● EXERCISE OBJECTIVE:
Take the part of the data that opens with the line containing "Where can the pedestrian walkway" and runs to the end, both ends included, and rewrite only those lines with "Show me" swapped for "Mark them" wherever it occurs, changing nothing else.

Point placement data
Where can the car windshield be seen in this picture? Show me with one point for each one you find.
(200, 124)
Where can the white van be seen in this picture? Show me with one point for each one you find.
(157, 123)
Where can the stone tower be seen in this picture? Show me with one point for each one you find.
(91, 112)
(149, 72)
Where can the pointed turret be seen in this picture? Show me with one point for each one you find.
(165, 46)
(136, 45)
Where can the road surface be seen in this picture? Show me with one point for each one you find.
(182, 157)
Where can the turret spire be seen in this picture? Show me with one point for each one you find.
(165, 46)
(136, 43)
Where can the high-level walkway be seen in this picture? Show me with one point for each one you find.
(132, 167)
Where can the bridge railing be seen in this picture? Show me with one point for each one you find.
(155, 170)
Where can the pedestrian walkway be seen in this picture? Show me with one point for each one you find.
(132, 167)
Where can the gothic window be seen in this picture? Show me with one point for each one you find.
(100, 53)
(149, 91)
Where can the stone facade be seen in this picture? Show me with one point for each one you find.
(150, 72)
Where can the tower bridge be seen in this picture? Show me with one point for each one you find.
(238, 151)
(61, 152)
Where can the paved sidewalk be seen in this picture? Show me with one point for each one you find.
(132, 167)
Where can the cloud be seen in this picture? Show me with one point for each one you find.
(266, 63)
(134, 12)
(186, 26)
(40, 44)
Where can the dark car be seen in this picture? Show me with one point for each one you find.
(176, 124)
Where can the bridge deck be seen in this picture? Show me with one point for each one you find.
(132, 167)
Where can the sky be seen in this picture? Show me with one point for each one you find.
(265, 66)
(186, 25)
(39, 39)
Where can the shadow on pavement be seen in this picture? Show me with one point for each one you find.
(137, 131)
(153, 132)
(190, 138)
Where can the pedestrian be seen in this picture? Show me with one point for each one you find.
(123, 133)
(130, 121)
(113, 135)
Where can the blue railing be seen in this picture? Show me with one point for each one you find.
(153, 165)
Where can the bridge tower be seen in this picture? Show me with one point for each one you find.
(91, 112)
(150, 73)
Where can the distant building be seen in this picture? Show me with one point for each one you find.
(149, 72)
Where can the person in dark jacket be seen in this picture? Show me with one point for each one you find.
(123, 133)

● SOLUTION FOR THIS EXERCISE:
Where can the pedestrian walkway be seen in this picture? Mark them with one point for each one you find.
(132, 167)
Where can the gothic window be seen in this picture? Mark them with one point for each one you find.
(100, 53)
(149, 91)
Where can the stone facade be seen in this picture? Mark them with one point for each one you find.
(150, 72)
Where can the tower bridge be seen in this picture? Mark them with one point for each one you find.
(238, 151)
(61, 152)
Where can the paved sidewalk be seen in this picture? Mark them with one point for each one you find.
(132, 167)
Where can the cloud be seen in this picture? Mark them with one point for each one you find.
(266, 63)
(134, 12)
(186, 26)
(40, 44)
Where can the dark car be seen in this picture? Mark them with one point for each one you find.
(176, 124)
Where can the bridge deck be seen in this picture? Mark them with one point for each one you find.
(132, 167)
Where can the sky be seen in this picture? Mark them with one point for each one you find.
(265, 66)
(186, 25)
(39, 39)
Where can the shadow on pavement be seen in this picture? Mark them with one point for each one you find.
(137, 131)
(153, 132)
(190, 138)
Where can the pedestrian be seen in this picture? Mark them with one point for each one you find.
(123, 133)
(130, 121)
(113, 135)
Where can the blue railing be seen in this picture? Mark them with one point for each one you find.
(153, 165)
Where can the bridge tower be seen in this picture? Mark them with one point for each one you find.
(91, 112)
(150, 73)
Where can the distant building be seen in this picture? Mark them with one point for each one you find.
(149, 72)
Where can the person in dark jacket be seen in this picture? Mark them with one point for each one you find.
(123, 133)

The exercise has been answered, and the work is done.